:: Records shown

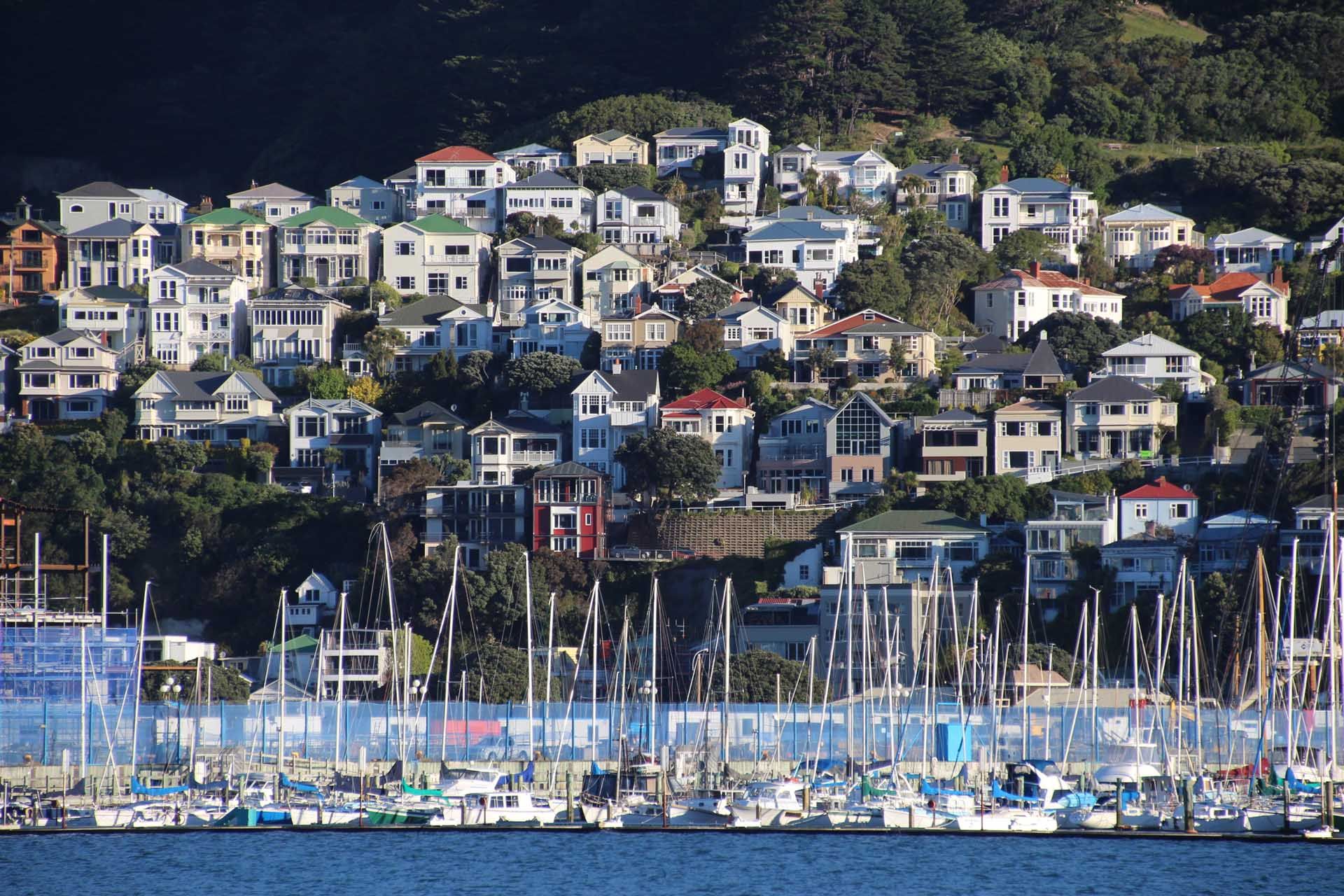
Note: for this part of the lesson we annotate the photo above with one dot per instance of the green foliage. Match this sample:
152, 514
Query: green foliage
539, 372
668, 465
685, 370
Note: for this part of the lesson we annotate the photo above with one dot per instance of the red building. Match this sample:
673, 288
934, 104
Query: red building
570, 510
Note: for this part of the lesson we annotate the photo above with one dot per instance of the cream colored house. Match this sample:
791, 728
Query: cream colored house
233, 239
612, 148
1027, 434
1135, 235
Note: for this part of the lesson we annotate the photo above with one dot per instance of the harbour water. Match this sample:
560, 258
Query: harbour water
521, 862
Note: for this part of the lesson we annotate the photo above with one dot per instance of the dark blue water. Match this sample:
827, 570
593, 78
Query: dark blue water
640, 864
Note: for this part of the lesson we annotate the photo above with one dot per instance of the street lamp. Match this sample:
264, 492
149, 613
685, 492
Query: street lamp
175, 690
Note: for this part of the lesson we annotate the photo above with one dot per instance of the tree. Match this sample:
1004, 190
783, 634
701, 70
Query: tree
211, 362
1022, 248
670, 465
365, 388
686, 370
381, 347
539, 372
706, 298
323, 381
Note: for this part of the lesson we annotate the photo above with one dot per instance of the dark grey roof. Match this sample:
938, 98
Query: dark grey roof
201, 386
1113, 388
101, 190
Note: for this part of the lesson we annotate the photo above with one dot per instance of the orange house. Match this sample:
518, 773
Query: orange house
33, 255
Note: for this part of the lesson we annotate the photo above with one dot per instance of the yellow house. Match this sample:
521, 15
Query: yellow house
612, 148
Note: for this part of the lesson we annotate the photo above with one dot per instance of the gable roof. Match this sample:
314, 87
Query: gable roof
270, 191
1113, 388
914, 522
327, 216
100, 190
458, 153
226, 218
1160, 488
705, 399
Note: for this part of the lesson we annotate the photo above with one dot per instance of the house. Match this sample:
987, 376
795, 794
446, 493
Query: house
67, 377
437, 255
433, 326
721, 421
101, 202
792, 454
1161, 505
1145, 566
33, 254
1075, 522
916, 540
1284, 383
235, 241
862, 346
1227, 543
552, 326
549, 195
198, 309
859, 448
369, 199
608, 407
1116, 416
863, 174
463, 183
534, 269
1135, 235
635, 342
1252, 251
638, 219
293, 327
1027, 435
118, 253
1063, 213
1152, 360
198, 406
1034, 371
482, 516
346, 426
813, 251
570, 511
425, 431
1265, 302
109, 315
327, 245
613, 282
946, 186
610, 148
1012, 304
272, 202
799, 305
534, 158
508, 445
752, 330
1315, 524
953, 445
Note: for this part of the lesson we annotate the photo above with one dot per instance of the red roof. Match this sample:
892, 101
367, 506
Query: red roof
844, 324
705, 400
457, 153
1159, 489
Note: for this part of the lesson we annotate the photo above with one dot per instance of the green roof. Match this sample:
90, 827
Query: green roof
225, 218
296, 645
914, 522
326, 214
438, 223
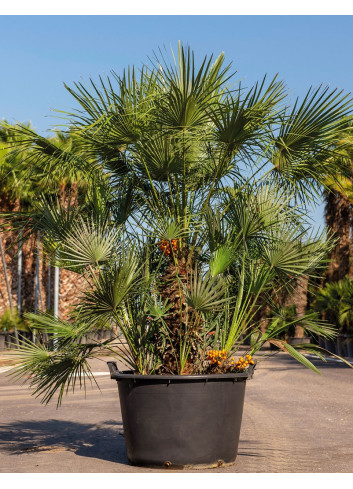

::::

- Prompt: With the pictures left out, write out exactly the lines from the line containing "Query: house" through the last line of the entries above, both ends included, and no others.

- Response to the exercise:
Query: house
67, 377
437, 255
433, 326
721, 421
101, 202
792, 454
1161, 505
1145, 566
33, 254
1075, 522
916, 540
1284, 383
235, 241
862, 346
1227, 543
552, 326
549, 195
198, 309
859, 448
369, 199
608, 407
1116, 416
863, 174
463, 183
534, 269
1135, 235
635, 342
1252, 251
638, 219
293, 327
1027, 435
118, 253
1063, 213
1152, 360
198, 406
1034, 371
482, 516
346, 426
813, 251
570, 511
425, 431
1265, 302
109, 315
327, 245
613, 282
946, 186
610, 148
1012, 304
272, 202
799, 305
534, 158
508, 445
752, 330
1315, 524
953, 445
Note: for this part of the lesson we annotate the photo above with one dot per instance of the red roof. Match this sample:
892, 101
367, 506
Query: red roof
844, 324
705, 400
457, 153
1159, 489
Note: for this part of the lesson we annotate the photo above with one dot per instance of the green roof. Match this sample:
90, 827
Query: green roof
225, 218
296, 645
914, 522
326, 214
438, 223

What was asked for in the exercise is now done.